● Aim of the task:
Your answer should be the line that contains "Target: green shed" and each line after it, restated word for word through the final line of the entries.

● Data records:

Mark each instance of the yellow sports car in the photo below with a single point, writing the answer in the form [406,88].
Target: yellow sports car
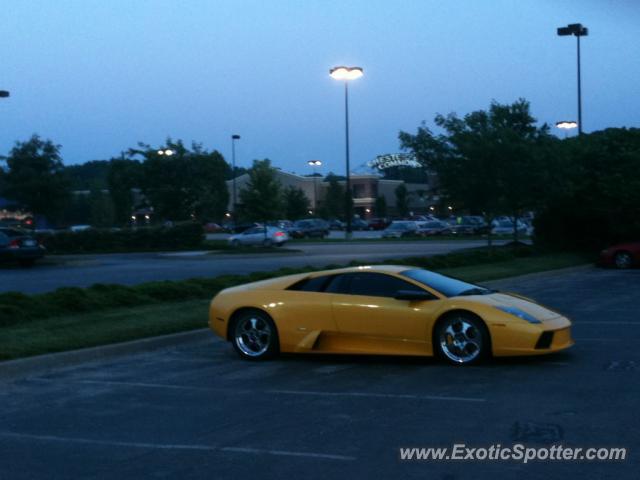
[387,309]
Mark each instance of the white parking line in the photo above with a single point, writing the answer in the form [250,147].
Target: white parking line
[162,446]
[614,322]
[283,392]
[378,395]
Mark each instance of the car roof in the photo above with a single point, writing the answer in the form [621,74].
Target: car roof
[364,268]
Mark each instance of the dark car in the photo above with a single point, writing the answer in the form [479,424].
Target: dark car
[17,245]
[359,224]
[308,228]
[623,255]
[378,223]
[335,224]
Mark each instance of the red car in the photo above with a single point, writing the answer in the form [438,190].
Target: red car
[624,255]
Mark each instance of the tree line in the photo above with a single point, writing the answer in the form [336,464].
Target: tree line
[584,190]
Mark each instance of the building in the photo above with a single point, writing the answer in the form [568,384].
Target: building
[366,188]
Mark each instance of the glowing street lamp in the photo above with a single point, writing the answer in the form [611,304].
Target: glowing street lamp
[347,74]
[566,125]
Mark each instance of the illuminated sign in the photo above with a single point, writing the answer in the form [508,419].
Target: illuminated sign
[390,160]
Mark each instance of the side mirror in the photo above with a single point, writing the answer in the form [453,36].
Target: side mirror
[413,295]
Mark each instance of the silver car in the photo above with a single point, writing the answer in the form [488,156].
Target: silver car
[399,229]
[266,237]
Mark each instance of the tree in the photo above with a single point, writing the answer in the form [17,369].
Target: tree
[380,206]
[595,201]
[35,177]
[489,161]
[296,203]
[123,175]
[189,183]
[261,198]
[88,175]
[334,203]
[402,200]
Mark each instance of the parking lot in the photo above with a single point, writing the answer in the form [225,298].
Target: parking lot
[197,411]
[133,268]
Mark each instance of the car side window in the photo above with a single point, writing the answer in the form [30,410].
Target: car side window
[316,284]
[370,284]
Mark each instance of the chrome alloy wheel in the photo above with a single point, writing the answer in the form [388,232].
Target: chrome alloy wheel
[253,336]
[460,340]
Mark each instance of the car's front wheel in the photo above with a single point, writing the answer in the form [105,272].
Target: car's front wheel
[255,336]
[461,339]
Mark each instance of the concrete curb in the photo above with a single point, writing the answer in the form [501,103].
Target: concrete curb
[15,369]
[545,273]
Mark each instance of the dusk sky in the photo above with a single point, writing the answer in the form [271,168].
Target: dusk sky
[99,76]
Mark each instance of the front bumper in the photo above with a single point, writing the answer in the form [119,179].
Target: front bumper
[522,338]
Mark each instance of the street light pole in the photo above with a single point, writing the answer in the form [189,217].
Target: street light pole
[579,31]
[234,137]
[314,164]
[346,74]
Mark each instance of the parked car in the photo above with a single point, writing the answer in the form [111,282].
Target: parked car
[623,255]
[17,245]
[432,227]
[505,227]
[359,224]
[212,227]
[401,228]
[336,224]
[283,224]
[308,228]
[378,223]
[79,228]
[265,236]
[239,227]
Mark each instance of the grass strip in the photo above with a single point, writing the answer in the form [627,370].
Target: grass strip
[129,313]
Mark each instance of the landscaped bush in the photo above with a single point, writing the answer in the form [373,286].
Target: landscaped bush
[180,236]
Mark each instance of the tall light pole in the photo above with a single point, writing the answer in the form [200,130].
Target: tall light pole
[346,74]
[314,164]
[579,31]
[234,137]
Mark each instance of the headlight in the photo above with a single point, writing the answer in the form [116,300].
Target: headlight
[516,312]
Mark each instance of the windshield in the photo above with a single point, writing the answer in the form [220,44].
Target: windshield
[398,226]
[450,287]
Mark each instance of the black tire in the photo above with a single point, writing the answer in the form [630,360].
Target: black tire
[623,260]
[247,339]
[471,334]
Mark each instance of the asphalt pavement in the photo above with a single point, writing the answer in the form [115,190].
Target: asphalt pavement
[132,268]
[196,411]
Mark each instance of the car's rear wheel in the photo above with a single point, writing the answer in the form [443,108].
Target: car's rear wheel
[623,260]
[461,339]
[255,336]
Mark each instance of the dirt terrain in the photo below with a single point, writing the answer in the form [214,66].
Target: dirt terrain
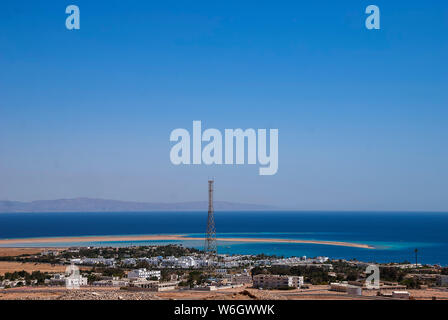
[97,293]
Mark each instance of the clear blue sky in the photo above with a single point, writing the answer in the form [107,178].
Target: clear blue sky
[362,115]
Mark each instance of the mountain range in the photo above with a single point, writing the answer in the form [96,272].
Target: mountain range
[103,205]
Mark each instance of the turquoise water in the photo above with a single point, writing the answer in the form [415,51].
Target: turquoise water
[394,235]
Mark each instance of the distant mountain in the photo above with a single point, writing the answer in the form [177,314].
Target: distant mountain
[102,205]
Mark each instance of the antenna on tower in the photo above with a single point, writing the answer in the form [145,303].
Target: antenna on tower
[210,238]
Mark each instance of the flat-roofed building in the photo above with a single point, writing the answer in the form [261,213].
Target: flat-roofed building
[268,281]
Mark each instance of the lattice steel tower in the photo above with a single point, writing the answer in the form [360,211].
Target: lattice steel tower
[210,237]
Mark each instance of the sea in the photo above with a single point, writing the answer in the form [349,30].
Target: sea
[395,235]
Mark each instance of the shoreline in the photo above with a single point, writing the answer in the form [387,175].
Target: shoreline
[80,239]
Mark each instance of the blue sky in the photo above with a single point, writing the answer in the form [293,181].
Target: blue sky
[362,115]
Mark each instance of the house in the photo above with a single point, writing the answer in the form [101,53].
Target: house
[268,281]
[144,274]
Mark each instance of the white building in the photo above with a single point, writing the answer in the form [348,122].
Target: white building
[144,274]
[268,281]
[442,280]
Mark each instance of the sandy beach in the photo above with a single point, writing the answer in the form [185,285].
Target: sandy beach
[35,241]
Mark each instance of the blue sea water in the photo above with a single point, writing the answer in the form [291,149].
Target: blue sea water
[394,235]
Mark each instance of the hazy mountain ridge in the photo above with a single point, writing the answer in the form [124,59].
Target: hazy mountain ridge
[103,205]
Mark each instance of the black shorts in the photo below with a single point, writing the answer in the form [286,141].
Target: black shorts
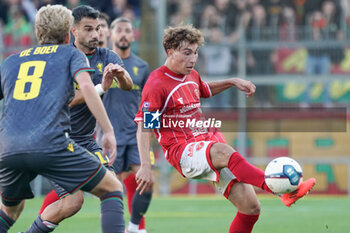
[72,168]
[127,155]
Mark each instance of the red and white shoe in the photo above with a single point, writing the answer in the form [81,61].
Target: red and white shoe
[290,198]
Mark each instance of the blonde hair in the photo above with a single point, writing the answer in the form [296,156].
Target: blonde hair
[174,36]
[52,24]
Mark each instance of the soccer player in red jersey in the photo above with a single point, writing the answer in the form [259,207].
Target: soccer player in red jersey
[170,105]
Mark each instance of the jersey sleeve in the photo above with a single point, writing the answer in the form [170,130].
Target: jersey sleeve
[152,100]
[204,88]
[79,63]
[114,58]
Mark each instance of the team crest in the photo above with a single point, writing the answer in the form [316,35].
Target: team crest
[99,67]
[135,69]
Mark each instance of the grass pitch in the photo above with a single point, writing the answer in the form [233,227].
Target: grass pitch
[213,214]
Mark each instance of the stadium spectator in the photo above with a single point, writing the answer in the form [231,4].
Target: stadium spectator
[71,4]
[183,15]
[258,60]
[104,33]
[121,108]
[107,66]
[217,61]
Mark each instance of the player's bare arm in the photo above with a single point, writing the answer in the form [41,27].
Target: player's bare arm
[96,107]
[144,176]
[217,87]
[120,75]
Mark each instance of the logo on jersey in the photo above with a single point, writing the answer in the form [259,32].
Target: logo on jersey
[151,120]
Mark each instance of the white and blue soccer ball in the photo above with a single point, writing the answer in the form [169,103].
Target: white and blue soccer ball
[283,175]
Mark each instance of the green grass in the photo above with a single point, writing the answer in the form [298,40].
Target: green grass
[213,214]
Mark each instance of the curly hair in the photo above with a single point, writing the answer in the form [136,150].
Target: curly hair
[174,36]
[52,24]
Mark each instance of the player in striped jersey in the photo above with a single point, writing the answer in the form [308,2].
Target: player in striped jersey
[171,105]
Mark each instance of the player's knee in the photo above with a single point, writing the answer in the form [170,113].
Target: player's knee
[220,154]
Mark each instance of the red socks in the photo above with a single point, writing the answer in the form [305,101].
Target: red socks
[130,186]
[50,198]
[246,172]
[243,223]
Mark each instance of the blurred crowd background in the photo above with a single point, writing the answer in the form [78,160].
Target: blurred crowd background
[297,52]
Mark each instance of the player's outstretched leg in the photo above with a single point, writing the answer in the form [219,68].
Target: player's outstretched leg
[109,190]
[223,155]
[140,205]
[290,198]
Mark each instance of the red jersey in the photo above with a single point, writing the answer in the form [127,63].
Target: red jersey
[177,98]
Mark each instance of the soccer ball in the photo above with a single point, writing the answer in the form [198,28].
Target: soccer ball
[283,175]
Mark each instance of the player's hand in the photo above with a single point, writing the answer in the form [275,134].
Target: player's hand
[244,85]
[144,179]
[107,78]
[109,144]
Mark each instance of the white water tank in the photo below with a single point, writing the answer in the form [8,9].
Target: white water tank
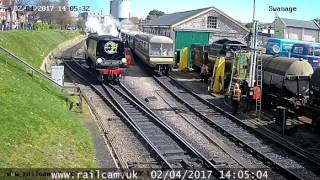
[123,9]
[120,9]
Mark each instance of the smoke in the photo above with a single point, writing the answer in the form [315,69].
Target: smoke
[109,26]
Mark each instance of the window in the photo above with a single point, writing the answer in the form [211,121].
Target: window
[161,50]
[286,47]
[212,22]
[297,50]
[167,50]
[317,51]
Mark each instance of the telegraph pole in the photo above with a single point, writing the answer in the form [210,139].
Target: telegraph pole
[253,47]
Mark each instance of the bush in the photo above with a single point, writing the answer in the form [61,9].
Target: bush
[44,26]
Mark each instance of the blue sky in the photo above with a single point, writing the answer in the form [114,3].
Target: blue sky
[238,9]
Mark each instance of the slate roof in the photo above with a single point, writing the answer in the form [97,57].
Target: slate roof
[299,23]
[171,19]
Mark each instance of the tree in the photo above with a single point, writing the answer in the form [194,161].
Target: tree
[154,14]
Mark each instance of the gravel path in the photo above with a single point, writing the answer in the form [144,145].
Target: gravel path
[125,142]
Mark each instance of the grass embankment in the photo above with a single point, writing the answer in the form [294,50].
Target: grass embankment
[36,128]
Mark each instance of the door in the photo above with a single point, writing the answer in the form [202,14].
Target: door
[187,38]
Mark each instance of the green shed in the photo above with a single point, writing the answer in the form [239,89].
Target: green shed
[187,38]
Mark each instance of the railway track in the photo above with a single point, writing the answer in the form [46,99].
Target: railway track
[286,163]
[169,148]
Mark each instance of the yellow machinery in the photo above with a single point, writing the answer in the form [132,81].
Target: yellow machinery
[218,75]
[184,58]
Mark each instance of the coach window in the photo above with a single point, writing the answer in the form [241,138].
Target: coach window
[167,50]
[212,22]
[155,49]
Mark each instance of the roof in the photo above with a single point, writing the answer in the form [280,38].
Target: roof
[171,19]
[155,39]
[178,17]
[299,23]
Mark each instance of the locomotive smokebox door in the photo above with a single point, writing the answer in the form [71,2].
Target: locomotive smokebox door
[57,74]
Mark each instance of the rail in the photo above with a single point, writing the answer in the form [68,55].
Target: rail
[19,60]
[224,122]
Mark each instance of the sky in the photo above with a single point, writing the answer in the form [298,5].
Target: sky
[240,10]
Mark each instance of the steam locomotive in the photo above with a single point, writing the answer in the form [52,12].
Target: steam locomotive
[105,56]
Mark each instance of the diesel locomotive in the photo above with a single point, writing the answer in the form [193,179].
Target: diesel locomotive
[105,55]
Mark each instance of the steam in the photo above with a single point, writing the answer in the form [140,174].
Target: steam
[109,26]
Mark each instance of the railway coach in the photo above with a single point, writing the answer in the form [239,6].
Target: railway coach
[105,55]
[155,51]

● Your response:
Target: green shed
[187,38]
Mark each instance of the railway track in the photo above with a single point, writing the answer in the form [46,99].
Target: railway track
[286,163]
[169,148]
Mark each instance of the yellow machinery in the photo above with a single point, writing the answer in the form [132,81].
Target: yellow machinery
[218,75]
[184,58]
Mark each instance of the coach window in the photo above with a single point, writing the answer in the form [241,138].
Target: coach window
[167,50]
[212,22]
[155,49]
Mark each instance of the roof in the photo above with a single point, writing the answer in the form [280,38].
Target: roof
[171,19]
[155,39]
[178,17]
[299,23]
Mark each instance of the locomotive smokebox door in the photo above with a single point, writing the answer in the form [71,2].
Target: locomotive smokebox door
[57,74]
Mark each instance of the rail in the photo above with a single point, writing the answer in the form [68,55].
Target: rail
[19,60]
[224,122]
Mark each instance of the sky in the photo above with a single point, writing the answer in the form [298,5].
Target: sky
[240,10]
Mark each instance of the steam locomotive in the photo above with a single point, writing the answer in the form [52,12].
Target: steam locomotive
[105,56]
Mark each instance of the diesel locomotive in the photo above with a single point, writing the answer in the form [193,179].
Target: diesel locomotive
[105,55]
Mark each instance of the steam in the photo above with a single point, writing the answer in the form [140,174].
Target: steam
[109,26]
Mark each instance of the railway coach in the photo above with a single point, writing the answer in the form [239,6].
Target: railway coach
[105,55]
[155,51]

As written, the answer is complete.